**GIVEN INSTRUCTION 1**: In the entries, swap "evenodd" for "nonzero" in everything from the line containing "open notebook | outline every instance" down to the line containing "M 531 438 L". Give back only those lines, with nothing else changed.
---- QUOTED PASSAGE
# Basic Usage


## Climate indicator computations

`xclim` is a library of climate indicators that operate on [xarray](https://xarray.pydata.org/) `DataArray` objects. 

`xclim` provides two layers of computations, one responsible for computations and units checking (the computation layer), and the other responsible for input health checks and metadata formatting (the CF layer, refering to the Climate and Forecast convention). Functions from the computation layer are found in `xclim.indices`, while objects from the CF layer are found in *realm* modules (`xclim.atmos`, `xclim.land`, ...). 

To use xclim in a project, import both `xclim` and `xarray`. 

In [None]:
import xclim
import xarray as xr

Indice calculations are performed by opening a netCDF file, accessing the variable of interest, and calling the indice function, which returns a new DataArray. 

For this example, we'll first open a demonstration dataset storing surface air temperature and compute the number of growing degree days (the sum of degrees above a certain threshold) at the monthly frequency. 

<div class="alert alert-info">

Calculations are performed on `DataArray` objects, not `Dataset` objects. 

</div>

In [None]:
# ds = xr.open_dataset("your_file.nc")
ds = xr.tutorial.open_dataset('air_temperature')
ds

<div class="alert alert-warning">
With a few exceptions, most indicators operate on daily data only. Our toy data is 6-hourly data and needs to be resampled.
</div>

In [None]:
daily_tas = ds.air.resample(time='D').mean(keep_attrs=True)
gdd = xclim.indices.growing_degree_days(tas=daily_tas, thresh='10.0 degC', freq='MS')
gdd

The call to `xclim.indices.growing_degree_days` first checked that the input variable units were units of temperature, ran the computation, then set the output's units to Celsius days.
--------
**GIVEN INSTRUCTION 2**: List every keyword argument passed to `xclim.indices.growing_degree_days` in the xclim basic usage text, with the value given for each.
---- GIVEN DATA
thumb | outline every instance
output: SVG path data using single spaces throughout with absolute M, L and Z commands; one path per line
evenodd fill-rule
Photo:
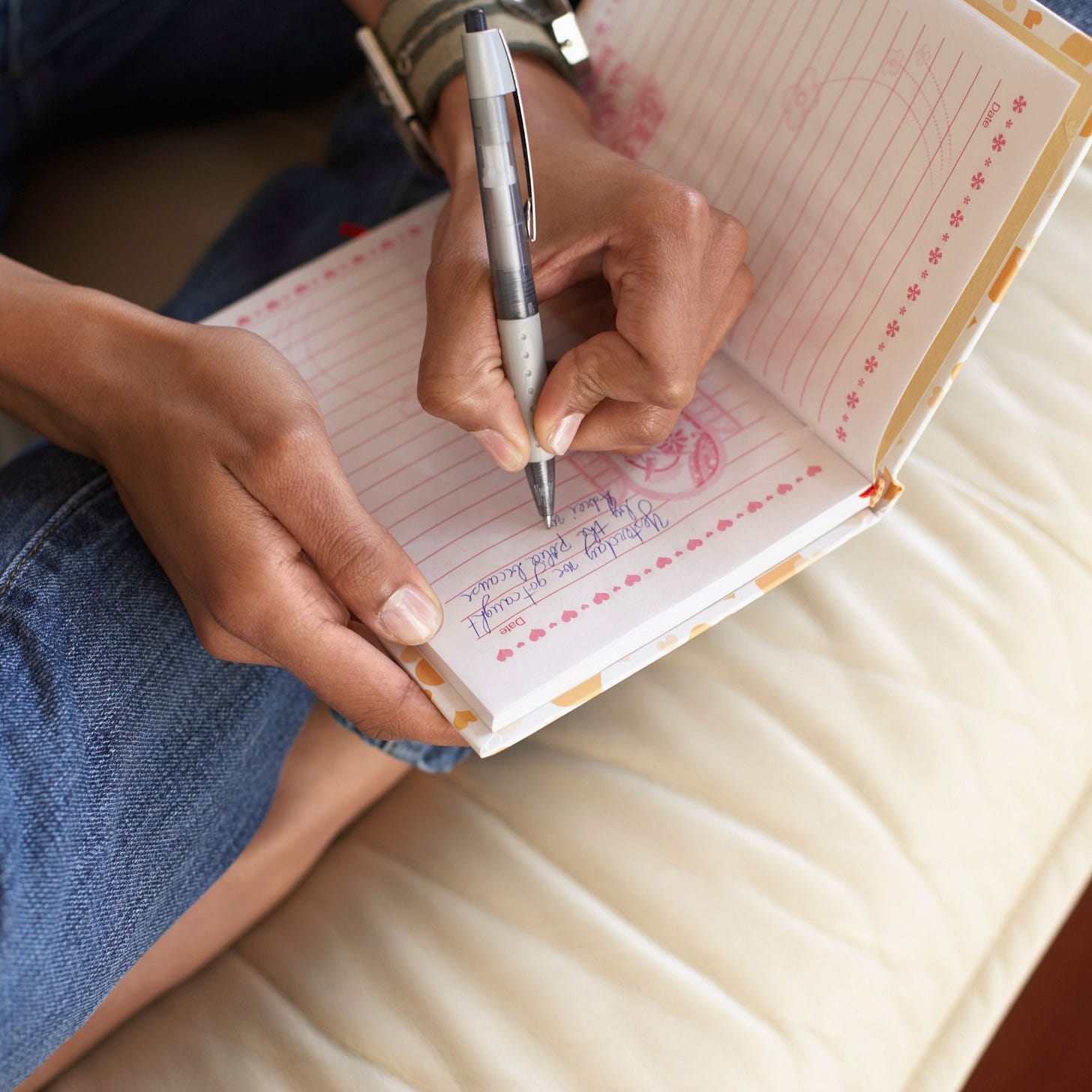
M 505 377 L 485 239 L 479 251 L 434 257 L 425 293 L 422 407 L 472 432 L 502 470 L 522 470 L 530 440 Z

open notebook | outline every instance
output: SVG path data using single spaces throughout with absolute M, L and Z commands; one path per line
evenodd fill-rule
M 1028 0 L 591 0 L 581 22 L 604 139 L 750 232 L 755 298 L 657 449 L 560 460 L 549 532 L 522 474 L 419 410 L 437 202 L 209 320 L 311 384 L 444 604 L 391 651 L 482 755 L 882 514 L 1092 135 L 1092 41 Z

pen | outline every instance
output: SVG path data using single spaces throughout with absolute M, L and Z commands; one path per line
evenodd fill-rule
M 531 438 L 526 475 L 535 507 L 547 527 L 554 524 L 554 456 L 535 439 L 535 406 L 546 381 L 546 352 L 538 318 L 538 297 L 531 274 L 531 240 L 535 237 L 535 185 L 531 150 L 523 120 L 523 104 L 508 43 L 498 29 L 486 26 L 485 13 L 474 8 L 463 16 L 463 57 L 474 123 L 482 213 L 489 248 L 492 298 L 505 375 L 515 392 Z M 520 201 L 512 130 L 508 123 L 508 96 L 515 100 L 515 117 L 527 176 L 527 201 Z

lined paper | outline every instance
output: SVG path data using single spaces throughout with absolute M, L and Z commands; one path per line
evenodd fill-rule
M 664 11 L 592 3 L 601 130 L 748 227 L 729 353 L 871 473 L 1077 84 L 964 0 Z
M 558 461 L 555 530 L 522 474 L 417 404 L 439 200 L 210 320 L 311 385 L 354 488 L 444 604 L 429 661 L 488 728 L 867 507 L 898 395 L 1072 92 L 960 0 L 672 10 L 585 4 L 596 123 L 747 224 L 759 288 L 663 444 Z M 556 355 L 569 335 L 548 336 Z
M 866 507 L 868 479 L 722 355 L 656 450 L 558 460 L 547 531 L 523 474 L 417 404 L 439 207 L 210 321 L 253 330 L 299 369 L 365 507 L 443 602 L 429 658 L 484 724 L 502 726 Z M 558 347 L 563 327 L 546 328 Z

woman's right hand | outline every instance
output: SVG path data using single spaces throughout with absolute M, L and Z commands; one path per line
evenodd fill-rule
M 13 296 L 28 305 L 15 341 L 37 327 L 26 358 L 54 353 L 43 370 L 0 348 L 0 406 L 106 466 L 210 653 L 287 668 L 369 736 L 462 743 L 376 641 L 427 641 L 440 603 L 360 505 L 272 345 L 36 274 L 0 325 Z

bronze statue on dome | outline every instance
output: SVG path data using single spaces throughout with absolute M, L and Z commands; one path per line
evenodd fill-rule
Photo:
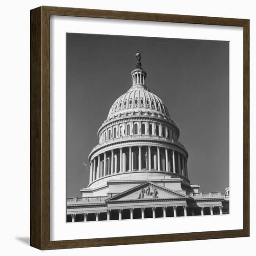
M 137 53 L 136 54 L 136 59 L 138 61 L 140 61 L 141 59 L 141 54 L 140 53 L 140 51 L 139 50 L 138 50 L 138 51 L 137 51 Z

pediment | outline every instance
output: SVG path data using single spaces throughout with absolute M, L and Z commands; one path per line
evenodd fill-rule
M 108 201 L 123 200 L 151 200 L 180 198 L 184 199 L 188 197 L 181 193 L 169 189 L 156 185 L 152 182 L 147 182 L 132 189 L 128 189 L 112 197 Z

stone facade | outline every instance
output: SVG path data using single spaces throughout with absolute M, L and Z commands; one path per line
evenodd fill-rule
M 139 56 L 139 57 L 138 57 Z M 229 213 L 228 194 L 190 184 L 188 153 L 137 53 L 132 86 L 110 108 L 89 154 L 89 183 L 67 198 L 67 222 Z

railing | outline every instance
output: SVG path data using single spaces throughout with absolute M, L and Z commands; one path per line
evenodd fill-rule
M 221 192 L 198 192 L 190 193 L 187 194 L 190 197 L 195 198 L 205 197 L 222 197 Z
M 86 196 L 85 197 L 68 197 L 67 198 L 67 203 L 83 203 L 90 202 L 104 202 L 108 196 Z

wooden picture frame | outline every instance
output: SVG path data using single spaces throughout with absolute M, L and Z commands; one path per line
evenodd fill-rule
M 63 241 L 50 240 L 50 17 L 80 17 L 163 21 L 242 27 L 243 33 L 243 229 Z M 30 244 L 51 249 L 195 240 L 249 236 L 249 20 L 40 7 L 31 10 Z

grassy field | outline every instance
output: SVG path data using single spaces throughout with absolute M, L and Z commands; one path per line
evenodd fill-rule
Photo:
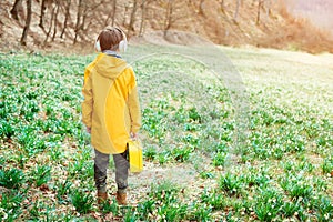
M 94 56 L 0 53 L 0 220 L 332 221 L 333 56 L 221 48 L 239 71 L 249 124 L 210 68 L 180 54 L 132 62 L 144 171 L 130 205 L 99 209 L 81 123 Z

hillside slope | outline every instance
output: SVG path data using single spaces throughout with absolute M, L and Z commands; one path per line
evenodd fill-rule
M 155 30 L 173 29 L 198 33 L 218 44 L 252 44 L 305 50 L 313 53 L 333 52 L 332 38 L 326 32 L 313 27 L 306 19 L 292 17 L 282 1 L 265 0 L 259 7 L 258 1 L 243 0 L 240 1 L 238 8 L 238 1 L 233 0 L 147 0 L 147 7 L 142 10 L 142 0 L 139 0 L 131 26 L 133 1 L 124 0 L 117 1 L 114 24 L 123 28 L 130 37 L 140 36 L 140 33 L 149 34 Z M 58 9 L 57 4 L 50 3 L 46 7 L 44 29 L 41 29 L 39 26 L 41 1 L 32 0 L 32 22 L 27 48 L 29 50 L 42 48 L 57 51 L 84 51 L 82 46 L 92 42 L 103 27 L 112 23 L 112 3 L 100 2 L 103 1 L 87 1 L 81 13 L 81 24 L 77 26 L 79 14 L 77 12 L 80 7 L 78 1 L 71 1 L 68 28 L 60 38 L 64 23 L 65 1 L 61 1 L 59 4 L 59 16 L 57 19 L 53 18 L 53 21 L 57 22 L 50 22 L 52 11 Z M 168 4 L 168 2 L 173 3 Z M 21 49 L 19 41 L 26 22 L 26 4 L 19 11 L 18 21 L 12 19 L 10 13 L 12 6 L 12 0 L 4 0 L 0 3 L 0 49 L 2 50 Z M 144 16 L 142 16 L 143 13 Z M 143 22 L 142 18 L 144 18 Z M 143 24 L 142 29 L 141 24 Z M 75 38 L 77 27 L 82 29 L 78 31 Z M 129 27 L 131 28 L 129 29 Z M 77 47 L 73 47 L 74 39 L 77 39 Z

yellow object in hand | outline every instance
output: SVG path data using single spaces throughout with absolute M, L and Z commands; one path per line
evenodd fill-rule
M 143 170 L 142 147 L 138 140 L 131 140 L 129 143 L 130 171 L 139 173 Z

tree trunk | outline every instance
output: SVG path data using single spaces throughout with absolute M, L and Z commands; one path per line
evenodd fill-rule
M 71 0 L 67 0 L 67 6 L 65 6 L 65 14 L 64 14 L 64 21 L 63 21 L 63 28 L 60 34 L 60 38 L 63 38 L 64 31 L 67 29 L 67 23 L 68 23 L 68 19 L 70 17 L 70 9 L 71 9 Z
M 221 1 L 221 4 L 220 4 L 220 6 L 221 6 L 221 11 L 222 11 L 223 13 L 225 13 L 225 9 L 224 9 L 224 0 Z
M 171 28 L 171 23 L 172 23 L 172 7 L 173 7 L 172 3 L 173 0 L 168 0 L 167 13 L 164 20 L 164 37 L 167 36 L 167 32 Z
M 145 0 L 142 0 L 142 4 L 141 4 L 141 23 L 140 23 L 139 37 L 142 37 L 142 34 L 143 34 L 144 21 L 145 21 Z
M 44 43 L 43 44 L 46 44 L 47 42 L 48 42 L 48 39 L 49 39 L 49 37 L 50 37 L 50 33 L 51 33 L 51 30 L 52 30 L 52 24 L 53 24 L 53 18 L 54 18 L 54 13 L 56 13 L 56 7 L 57 6 L 54 6 L 53 8 L 52 8 L 52 13 L 51 13 L 51 22 L 50 22 L 50 27 L 49 27 L 49 31 L 48 31 L 48 33 L 47 33 L 47 37 L 46 37 L 46 39 L 44 39 Z M 54 24 L 56 26 L 56 24 Z
M 24 26 L 23 33 L 21 37 L 22 46 L 27 46 L 27 36 L 28 36 L 28 31 L 30 29 L 30 22 L 31 22 L 31 3 L 32 3 L 32 0 L 27 0 L 27 20 L 26 20 L 26 26 Z
M 199 14 L 203 14 L 203 2 L 204 0 L 200 0 L 200 3 L 199 3 Z
M 79 6 L 78 6 L 78 13 L 77 13 L 77 23 L 75 23 L 75 37 L 74 37 L 74 44 L 77 43 L 78 41 L 78 36 L 79 36 L 79 31 L 80 31 L 80 28 L 81 28 L 81 13 L 82 13 L 82 3 L 83 3 L 83 0 L 79 0 Z
M 238 20 L 238 16 L 239 16 L 239 11 L 240 11 L 240 4 L 241 4 L 241 0 L 236 0 L 236 9 L 235 9 L 234 14 L 233 14 L 233 20 L 234 21 Z
M 52 41 L 54 41 L 56 36 L 57 36 L 57 23 L 58 23 L 59 8 L 60 8 L 60 2 L 59 2 L 59 0 L 57 0 L 56 1 L 56 14 L 54 14 L 54 27 L 53 27 Z
M 261 10 L 262 3 L 263 3 L 263 0 L 258 0 L 258 11 L 256 11 L 256 21 L 255 21 L 256 24 L 260 23 L 260 10 Z
M 133 2 L 133 9 L 131 12 L 131 19 L 130 19 L 130 23 L 129 23 L 129 28 L 128 28 L 128 37 L 131 36 L 131 31 L 134 31 L 134 22 L 135 22 L 135 13 L 137 13 L 137 9 L 138 9 L 138 0 L 134 0 Z
M 41 7 L 40 7 L 39 24 L 38 24 L 42 29 L 44 29 L 43 22 L 44 22 L 46 10 L 47 10 L 47 0 L 42 0 Z
M 10 13 L 13 19 L 19 21 L 19 9 L 22 7 L 22 0 L 16 0 Z

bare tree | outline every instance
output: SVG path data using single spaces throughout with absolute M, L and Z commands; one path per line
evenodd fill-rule
M 52 7 L 50 27 L 49 27 L 49 30 L 47 32 L 47 37 L 44 39 L 44 43 L 43 44 L 46 44 L 48 42 L 48 39 L 50 37 L 50 33 L 51 33 L 51 30 L 52 30 L 52 26 L 53 26 L 53 22 L 54 22 L 54 16 L 56 16 L 57 7 L 58 7 L 57 4 Z M 57 26 L 56 22 L 54 22 L 54 26 Z
M 233 20 L 236 21 L 238 20 L 238 16 L 239 16 L 239 11 L 240 11 L 240 4 L 241 4 L 241 0 L 236 0 L 236 8 L 233 14 Z
M 39 27 L 44 30 L 44 16 L 48 8 L 52 7 L 53 0 L 42 0 L 40 7 Z
M 68 26 L 68 20 L 70 18 L 70 9 L 71 9 L 71 0 L 67 0 L 67 4 L 65 4 L 65 14 L 64 14 L 64 21 L 63 21 L 63 28 L 62 28 L 62 31 L 61 31 L 61 34 L 60 34 L 60 38 L 62 39 L 63 38 L 63 34 L 64 34 L 64 31 L 67 29 L 67 26 Z
M 260 23 L 260 10 L 261 10 L 263 3 L 264 3 L 264 0 L 258 0 L 258 10 L 256 10 L 256 20 L 255 20 L 256 24 Z
M 134 31 L 134 22 L 135 22 L 135 13 L 138 10 L 138 0 L 133 1 L 133 8 L 132 8 L 132 12 L 131 12 L 131 18 L 130 18 L 130 23 L 128 27 L 128 37 L 131 36 L 131 32 Z
M 198 13 L 200 13 L 200 14 L 203 14 L 203 2 L 204 2 L 204 0 L 200 0 L 200 2 L 199 2 L 199 12 Z
M 81 29 L 81 14 L 82 14 L 82 9 L 83 9 L 83 2 L 84 0 L 79 0 L 78 4 L 78 11 L 77 11 L 77 23 L 75 23 L 75 37 L 74 37 L 74 44 L 78 41 L 78 36 Z
M 30 29 L 30 23 L 31 23 L 31 4 L 32 4 L 32 0 L 27 0 L 27 19 L 26 19 L 26 26 L 23 29 L 23 33 L 21 37 L 21 44 L 22 46 L 27 46 L 27 36 L 28 36 L 28 31 Z
M 22 0 L 16 0 L 10 13 L 13 19 L 19 20 L 19 10 L 22 8 Z
M 224 13 L 225 12 L 224 0 L 221 0 L 220 6 L 221 6 L 221 11 Z
M 53 26 L 53 36 L 52 36 L 52 41 L 54 41 L 56 36 L 57 36 L 57 24 L 58 24 L 58 14 L 59 14 L 59 9 L 60 9 L 60 0 L 56 0 L 56 12 L 54 12 L 54 26 Z
M 142 37 L 143 29 L 144 29 L 144 21 L 145 21 L 145 0 L 142 0 L 141 3 L 141 22 L 140 22 L 140 30 L 139 30 L 139 37 Z
M 172 24 L 172 12 L 173 12 L 173 0 L 168 0 L 167 10 L 165 10 L 165 18 L 164 18 L 164 36 L 167 36 L 168 30 L 171 28 Z

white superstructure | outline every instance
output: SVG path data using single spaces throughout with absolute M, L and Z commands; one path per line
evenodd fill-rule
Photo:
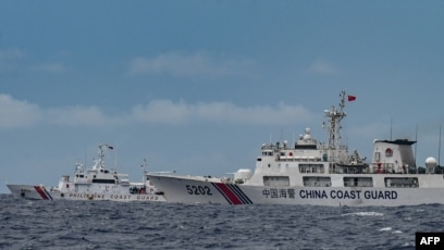
M 348 100 L 354 98 L 348 96 Z M 168 202 L 230 204 L 415 205 L 444 203 L 444 176 L 436 161 L 418 173 L 411 146 L 416 141 L 374 140 L 371 162 L 348 151 L 341 137 L 346 95 L 338 108 L 324 111 L 328 142 L 319 143 L 309 128 L 294 145 L 267 143 L 254 172 L 234 178 L 149 175 Z
M 57 187 L 42 185 L 7 185 L 16 197 L 36 200 L 115 200 L 115 201 L 164 201 L 163 196 L 144 174 L 144 182 L 132 183 L 127 174 L 104 166 L 104 150 L 108 145 L 99 145 L 98 160 L 85 170 L 75 165 L 74 176 L 63 175 Z

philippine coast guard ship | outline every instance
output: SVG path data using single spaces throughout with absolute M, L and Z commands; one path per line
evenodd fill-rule
M 74 178 L 63 175 L 59 186 L 47 188 L 42 185 L 7 185 L 15 197 L 34 200 L 114 200 L 114 201 L 165 201 L 156 187 L 144 175 L 144 182 L 131 183 L 127 174 L 108 170 L 104 166 L 104 150 L 108 145 L 99 145 L 98 160 L 89 170 L 83 164 L 75 166 Z
M 355 97 L 347 96 L 348 101 Z M 256 170 L 238 170 L 234 178 L 148 174 L 168 202 L 309 205 L 416 205 L 444 203 L 444 176 L 428 158 L 418 173 L 416 141 L 374 140 L 370 163 L 342 142 L 341 121 L 346 95 L 338 108 L 324 111 L 328 142 L 318 143 L 310 129 L 294 145 L 262 145 Z

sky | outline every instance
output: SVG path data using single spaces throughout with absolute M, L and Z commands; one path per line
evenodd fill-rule
M 110 168 L 223 176 L 260 146 L 411 139 L 441 159 L 443 1 L 0 1 L 0 192 Z

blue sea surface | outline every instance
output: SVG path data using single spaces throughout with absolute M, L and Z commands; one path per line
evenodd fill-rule
M 444 205 L 29 201 L 0 195 L 0 249 L 415 249 Z

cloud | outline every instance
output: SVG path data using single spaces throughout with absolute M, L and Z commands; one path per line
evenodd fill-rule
--------
**COMPLETE ANSWER 1**:
open notebook | outline every instance
output: SVG path data using single spaces throughout with absolute M, L and Z commands; one path per line
nonzero fill-rule
M 1028 0 L 591 0 L 581 22 L 604 139 L 750 232 L 755 298 L 657 449 L 560 460 L 549 532 L 522 474 L 419 410 L 437 202 L 209 320 L 311 384 L 444 604 L 391 651 L 482 755 L 882 514 L 1092 135 L 1092 41 Z

pen | outline every instance
output: SVG path data using single spaces throughout with absolute M, L and Z commands; one path per line
nonzero fill-rule
M 531 438 L 526 475 L 535 507 L 547 527 L 554 524 L 554 456 L 535 439 L 535 406 L 546 381 L 546 352 L 538 318 L 538 297 L 531 274 L 531 240 L 535 237 L 535 185 L 531 150 L 523 120 L 523 104 L 508 43 L 498 29 L 486 26 L 485 13 L 474 8 L 463 16 L 463 57 L 474 123 L 482 213 L 489 248 L 492 298 L 505 375 L 515 392 Z M 520 201 L 512 130 L 508 123 L 508 96 L 515 100 L 515 117 L 527 176 L 527 201 Z

**COMPLETE ANSWER 2**:
- `tas` = `daily_tas`
- `thresh` = `'10.0 degC'`
- `freq` = `'MS'`